● **REQUIRED WORK**:
Rewrite every line from the one containing "Where can the plover" through the end of the records, both ends included, keeping the requests unchanged. Scale each x and y coordinate in the answers by 1.35 and round to whole numbers, rounding halves up.

● **Point placement records**:
========================================
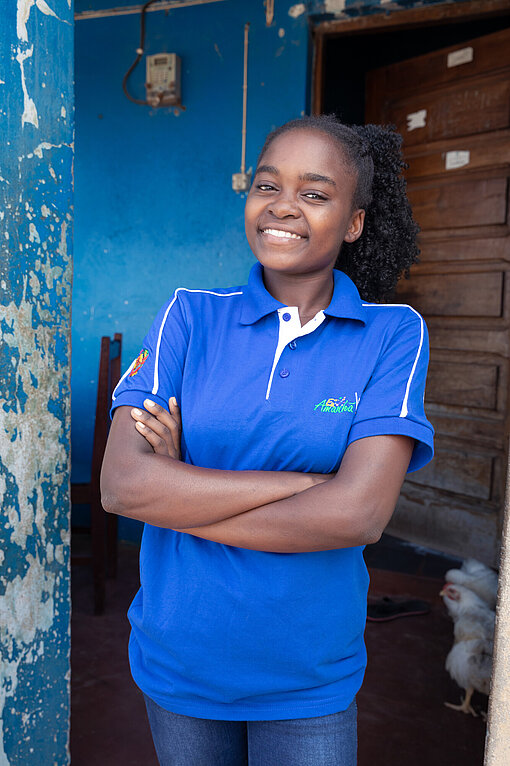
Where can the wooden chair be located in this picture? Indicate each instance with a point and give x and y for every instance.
(103, 526)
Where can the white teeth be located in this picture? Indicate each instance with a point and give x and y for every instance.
(281, 234)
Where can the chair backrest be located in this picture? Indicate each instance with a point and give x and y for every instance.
(108, 377)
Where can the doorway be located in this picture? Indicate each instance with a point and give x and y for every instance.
(454, 505)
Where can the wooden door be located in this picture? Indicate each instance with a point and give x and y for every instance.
(453, 109)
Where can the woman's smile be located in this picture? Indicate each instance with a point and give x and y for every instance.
(300, 204)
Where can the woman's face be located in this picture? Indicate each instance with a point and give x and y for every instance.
(299, 208)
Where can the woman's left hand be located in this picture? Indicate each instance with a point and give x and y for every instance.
(161, 428)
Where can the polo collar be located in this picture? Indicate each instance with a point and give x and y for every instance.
(257, 302)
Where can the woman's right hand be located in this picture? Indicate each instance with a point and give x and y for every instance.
(161, 428)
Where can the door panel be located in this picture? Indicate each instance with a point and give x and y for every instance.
(459, 204)
(462, 110)
(453, 110)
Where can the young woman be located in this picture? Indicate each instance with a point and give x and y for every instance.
(302, 411)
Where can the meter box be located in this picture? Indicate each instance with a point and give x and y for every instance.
(163, 85)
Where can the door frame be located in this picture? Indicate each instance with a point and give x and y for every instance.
(469, 10)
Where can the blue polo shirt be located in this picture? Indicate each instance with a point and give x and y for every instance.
(222, 632)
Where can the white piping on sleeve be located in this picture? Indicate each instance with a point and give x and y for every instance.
(123, 377)
(404, 409)
(155, 387)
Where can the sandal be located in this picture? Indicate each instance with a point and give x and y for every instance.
(386, 608)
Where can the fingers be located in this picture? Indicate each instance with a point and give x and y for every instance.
(171, 420)
(157, 443)
(175, 411)
(159, 429)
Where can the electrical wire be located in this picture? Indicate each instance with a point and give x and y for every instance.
(139, 54)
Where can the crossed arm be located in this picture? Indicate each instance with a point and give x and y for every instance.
(279, 511)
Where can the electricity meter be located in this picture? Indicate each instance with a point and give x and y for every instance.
(163, 84)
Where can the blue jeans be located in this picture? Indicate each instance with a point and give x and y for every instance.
(180, 740)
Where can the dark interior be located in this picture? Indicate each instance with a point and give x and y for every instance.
(347, 58)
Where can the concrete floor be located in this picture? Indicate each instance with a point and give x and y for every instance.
(402, 720)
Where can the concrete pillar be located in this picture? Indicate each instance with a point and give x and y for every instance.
(497, 747)
(36, 153)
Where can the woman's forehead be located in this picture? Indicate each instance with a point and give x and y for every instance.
(309, 148)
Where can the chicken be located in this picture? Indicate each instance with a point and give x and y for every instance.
(478, 578)
(469, 662)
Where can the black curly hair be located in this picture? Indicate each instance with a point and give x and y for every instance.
(387, 247)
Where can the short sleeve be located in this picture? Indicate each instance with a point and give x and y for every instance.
(393, 400)
(157, 370)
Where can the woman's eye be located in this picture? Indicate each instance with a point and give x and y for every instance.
(314, 196)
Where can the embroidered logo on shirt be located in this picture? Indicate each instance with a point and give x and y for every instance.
(139, 362)
(338, 405)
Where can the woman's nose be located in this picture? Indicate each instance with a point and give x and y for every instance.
(284, 206)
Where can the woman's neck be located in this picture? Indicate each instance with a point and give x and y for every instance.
(309, 292)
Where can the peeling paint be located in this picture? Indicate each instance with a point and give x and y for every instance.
(35, 297)
(297, 10)
(29, 108)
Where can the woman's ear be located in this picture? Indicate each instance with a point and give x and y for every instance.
(355, 227)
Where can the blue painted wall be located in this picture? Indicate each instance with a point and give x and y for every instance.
(36, 125)
(154, 204)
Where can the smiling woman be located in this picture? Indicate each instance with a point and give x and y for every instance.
(264, 441)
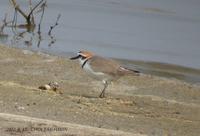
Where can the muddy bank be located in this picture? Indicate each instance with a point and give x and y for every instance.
(139, 105)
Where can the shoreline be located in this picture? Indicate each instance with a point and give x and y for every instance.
(145, 105)
(186, 74)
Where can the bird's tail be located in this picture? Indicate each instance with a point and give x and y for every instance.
(123, 71)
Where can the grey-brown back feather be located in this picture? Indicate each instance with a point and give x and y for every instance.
(108, 66)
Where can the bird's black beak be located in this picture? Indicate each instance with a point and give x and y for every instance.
(76, 57)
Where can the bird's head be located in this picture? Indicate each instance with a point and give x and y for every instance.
(83, 56)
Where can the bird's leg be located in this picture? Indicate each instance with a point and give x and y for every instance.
(104, 89)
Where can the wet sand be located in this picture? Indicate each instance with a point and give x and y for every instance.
(144, 105)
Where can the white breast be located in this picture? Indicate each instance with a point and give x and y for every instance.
(94, 74)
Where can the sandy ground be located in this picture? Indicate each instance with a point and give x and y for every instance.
(145, 105)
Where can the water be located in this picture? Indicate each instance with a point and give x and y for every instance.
(144, 30)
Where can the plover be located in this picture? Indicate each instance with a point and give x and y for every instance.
(103, 69)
========================================
● **ANSWER TO THIS EXERCISE**:
Where can the plover be located in this picture? Indicate each instance with a point and give x and y for every instance.
(139, 93)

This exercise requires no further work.